BRIEF.
Can you write what comes next in the review of 2008 below, picking up right after its last sentence and keeping to that year-in-review post rather than the data that follows it?

SOURCE DOCUMENT.
-- START --

2008: Review of my Year

I'd like to start off by mentioning that this year the standard of books I have read and music I have listened to has been incredibly high. I have always been a reader of reviews in order to find new authors, or books worth reading, as well as speaking to booksellers and even the odd friend, but the risk has always been falling prey to the puff piece (a particular hazard when finding music). If reviewing is your job, a daily task, there's always the chance that through the repetition of themes and ideas, through all the mediocrity, something which is merely different or puts its head above the parapet can be elevated to the status of next big thing, album of the year, or even that dreaded word: MASTERPIECE!

What has changed all of that for me has been blogging. Through reading a wide variety of views, written in a way that tends to reveal far more of the personality, tastes and prejudices of the author and then cross referencing those recommendations, I have found my strike rate getting better and better. Add to that the increase (I hope) in my own critical faculties since I began writing my own reviews and we have the reasons why 2008 has been such an enjoyable year for me. Forget the Booker, and other prize lists, and even be wary of the paid experts. For a really good idea about what's worth reading, listening to or watching listen to the enthusiasts who bother to write their thoughts up in their spare time. Not all of them of course, some of them are rubbish.

Books

Choosing a book of the year is well nigh impossible for me this year. There are so many books I have enjoyed, been challenged by and simply in awe of. What I've decided to do is mention three books written by authors who are making themselves essential writers. The books have stayed with me through the year and share a theme; that best summarised by the famous line by William Faulkner: 'The past is never dead. It isn't even past.'

Darkmans by Nicola Barker

A book I read right at the beginning of the year and which I cannot quite shake from my head. It failed to win the Booker judges over last year but I was bowled over by its ambition. It's a big novel filled with ideas, the very text itself fractured and interrupted by the presence of the past in the form of John Scogin, court jester to Edward IV. Many characters find themselves losing control over their own actions as this malevolent spirit reaches out, a genuinely unsettling experience for the reader with some clever typography. The plot is wide ranging but as one character observes about history,'It's a fascinating business. Kind of like solving a crime. Like unravelling a mystery story. All the clues are in the text and your job is simply to sniff them out'. International rail links may not have put Ashford on the map but this grand novel by one of the this country's most exciting writers certainly deserves to.

Glister by John Burnside

A writer who deserves to be read by many, many more, Burnside's work as a poet and his recent memoir A Lie About My Father have helped to develop his fiction into something very distinctive. Glister combines the sinister menace of a fairytale with the very modern horrors of violence and murder. His vision of Innertown, a place poisoned by industry, strikes at the very heart of our fears for our environment. Haunted by a history of child murders, it is a society broken, divided and scared, through which he also latches onto our fears for and of children in a genuinely original way. His skills as a poet populate almost every page with a phrase or image that sticks in your mind and it all adds up to being a authentically frightening experience.

-- END --

AVAILABLE DATA.
-- START --

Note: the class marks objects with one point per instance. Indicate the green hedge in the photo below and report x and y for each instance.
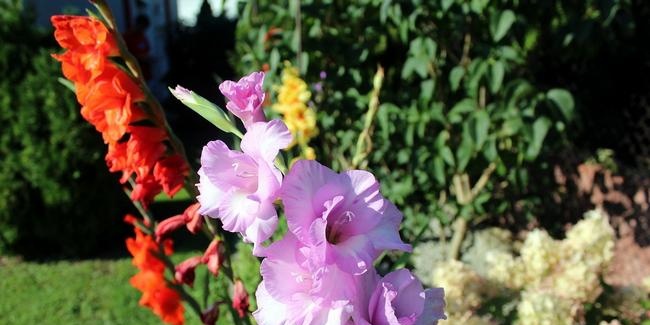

-- END --

RIGHT ANSWER.
The Impostor by Damon Galgut

Sneaking in just before the end of the year Galgut's latest novel is a powerful work filled with symbolism and heavy with meaning. Looking to get his life going again Adam Napier retreats to his brothers rural house in the karoo to write poetry. A chance encounter with an old schoolfriend brings his past rushing back, temptation within his grasp and as his moral compass wavers he finds himself embroiled in the machinations of the new South Africa. Filled with striking imagery and evocative prose it is a short novel which punches well above its weight and marks Galgut out as a writer of extreme promise for the future.


Honourable mentions: The Story of Forgetting by Stefan Merrill Block, The Savage Detectives by Roberto Bolano, The Secret Scripture and A Long Long Way by Sebastian Barry, Blackmoor by Edward Hogan, The Book Of Ebenezer Le Page by G B Edwards,The Cottagers by M N Klimasewiski.

Not-book-of-the-year: The Book Thief by Markus Zusak. I know I'm in the minority here but really, you deserve better, people.



Music

It's been a fanatastic year for music I think. Paul Weller and Nick Cave showed some of the young pretenders how it's really done. Portishead and Tricky came back as strong as ever and Elbow finally earned some recognition after 18 years of making great music together. But the best music was being made on the other side of the pond I'm afraid, whether it was the invention of young acts like MGMT and Vampire Weekend or the profusion of beautiful male harmonies and alt. folk Americana. But amongst all the fantastic music this year one album stands head and shoulders above the rest.

Dear Science, by TV On The Radio

Inventive, angry, free and funky; Brooklyn's art-rockers delivered on their earlier promise with an album of sparkling gems and no filler. I'm not a big fan of star ratings but this is what 5-stars was meant for. In fact this album deserves a Michelin star it's so rich and tasty. Music which is exciting in its combinations of musical influences, its variety on the album itself and its approaches vocally is enough to raise it above its peers, but when it actually has something to say too, then you really have something worth listening to. Sometimes an album comes along which gives all the other bands out there a real kick up the arse, and should embarrass some groups into retirement. The last one like that was OK Computer and it seems fitting that the band who paid tribute to that release with their first demo OK Calculator should have risen to take that crown.


Close, but no cigar: For Emma, Forever Ago by Bon Iver, Sun Giant EP by Fleet Foxes, Vampire Weekend by Vampire Weekend, I could name many, many more...

Not album of the year: Anywhere I Lay My Head by Scarlett Johansson. Don't give up the day job. Even Dave Sitek couldn't save this one.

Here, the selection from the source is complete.